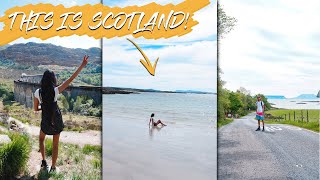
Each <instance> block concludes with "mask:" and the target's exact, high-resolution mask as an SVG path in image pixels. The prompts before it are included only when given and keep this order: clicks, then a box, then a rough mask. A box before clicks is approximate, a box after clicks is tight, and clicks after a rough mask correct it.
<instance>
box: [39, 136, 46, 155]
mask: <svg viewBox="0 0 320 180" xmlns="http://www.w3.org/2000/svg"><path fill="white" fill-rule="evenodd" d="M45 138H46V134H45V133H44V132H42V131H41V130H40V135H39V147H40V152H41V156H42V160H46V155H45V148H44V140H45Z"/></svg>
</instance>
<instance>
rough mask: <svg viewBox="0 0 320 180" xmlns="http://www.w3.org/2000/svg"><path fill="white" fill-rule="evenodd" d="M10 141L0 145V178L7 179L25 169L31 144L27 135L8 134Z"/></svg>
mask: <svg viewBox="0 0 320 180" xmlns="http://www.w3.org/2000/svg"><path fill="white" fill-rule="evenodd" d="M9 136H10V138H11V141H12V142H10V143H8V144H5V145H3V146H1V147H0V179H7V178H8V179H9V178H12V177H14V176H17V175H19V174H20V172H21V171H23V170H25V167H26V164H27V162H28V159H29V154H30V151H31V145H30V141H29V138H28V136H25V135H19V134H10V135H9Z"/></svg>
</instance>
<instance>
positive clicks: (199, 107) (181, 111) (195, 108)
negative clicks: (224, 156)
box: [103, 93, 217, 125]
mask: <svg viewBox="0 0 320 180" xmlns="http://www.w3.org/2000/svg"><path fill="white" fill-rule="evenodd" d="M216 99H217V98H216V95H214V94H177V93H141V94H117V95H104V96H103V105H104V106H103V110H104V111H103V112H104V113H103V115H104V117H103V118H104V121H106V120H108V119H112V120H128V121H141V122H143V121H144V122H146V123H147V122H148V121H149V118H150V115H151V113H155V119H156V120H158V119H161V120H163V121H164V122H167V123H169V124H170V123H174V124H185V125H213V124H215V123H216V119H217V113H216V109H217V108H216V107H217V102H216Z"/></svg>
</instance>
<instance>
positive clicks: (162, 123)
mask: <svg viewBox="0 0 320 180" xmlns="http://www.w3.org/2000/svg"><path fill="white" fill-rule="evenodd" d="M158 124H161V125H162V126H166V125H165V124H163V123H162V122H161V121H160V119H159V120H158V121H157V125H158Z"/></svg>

┄┄┄┄┄┄┄┄┄┄

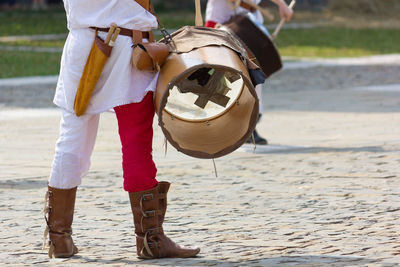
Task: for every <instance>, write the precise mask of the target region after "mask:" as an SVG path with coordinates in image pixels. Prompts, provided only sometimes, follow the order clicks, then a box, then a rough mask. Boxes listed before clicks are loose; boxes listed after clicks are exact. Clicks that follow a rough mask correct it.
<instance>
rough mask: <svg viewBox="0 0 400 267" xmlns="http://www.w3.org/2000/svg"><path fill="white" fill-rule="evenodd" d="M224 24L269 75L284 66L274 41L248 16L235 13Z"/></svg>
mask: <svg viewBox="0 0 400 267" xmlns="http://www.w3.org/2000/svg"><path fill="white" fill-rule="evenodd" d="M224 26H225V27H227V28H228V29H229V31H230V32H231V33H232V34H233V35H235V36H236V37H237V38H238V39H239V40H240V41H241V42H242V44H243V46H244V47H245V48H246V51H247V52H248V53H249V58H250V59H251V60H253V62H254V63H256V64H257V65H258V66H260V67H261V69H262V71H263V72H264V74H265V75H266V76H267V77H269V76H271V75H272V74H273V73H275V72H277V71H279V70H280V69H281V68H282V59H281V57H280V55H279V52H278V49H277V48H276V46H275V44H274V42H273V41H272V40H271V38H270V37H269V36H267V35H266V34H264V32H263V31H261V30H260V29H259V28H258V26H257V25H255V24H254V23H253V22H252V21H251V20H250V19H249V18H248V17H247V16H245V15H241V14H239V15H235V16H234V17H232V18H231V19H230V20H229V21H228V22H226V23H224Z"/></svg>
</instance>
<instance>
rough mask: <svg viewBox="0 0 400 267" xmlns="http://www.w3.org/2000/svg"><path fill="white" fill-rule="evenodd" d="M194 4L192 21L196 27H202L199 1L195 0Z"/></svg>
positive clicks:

┄┄┄┄┄┄┄┄┄┄

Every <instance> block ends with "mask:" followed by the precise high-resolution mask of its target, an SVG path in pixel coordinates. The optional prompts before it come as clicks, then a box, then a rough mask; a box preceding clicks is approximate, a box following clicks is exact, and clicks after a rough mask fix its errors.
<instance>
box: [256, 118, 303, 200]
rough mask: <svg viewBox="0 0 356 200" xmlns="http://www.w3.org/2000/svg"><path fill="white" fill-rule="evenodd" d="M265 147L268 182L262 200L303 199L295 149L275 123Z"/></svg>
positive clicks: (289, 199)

┄┄┄┄┄┄┄┄┄┄

Across the listing above, report every line where "approximate" occurs.

> **Exercise result**
Each <instance> block concludes with "mask:" and the target's exact, high-resolution mask as an SVG path in image pixels. The prompts before it are included only when given and keep this order: clicks, then a box, then a rough mask. A box before clicks is approximate, a box after clicks is tight, and clicks after a rough mask correct it.
Every <instance> block ends with "mask:" followed by the precise high-resolution mask of its target, an SVG path in pixel coordinates. The optional prompts before it come as clicks, then a box, then a rough mask; a box preceding clicks is approximate, a box following clicks is exact, and clicks after a rough mask fix its errors.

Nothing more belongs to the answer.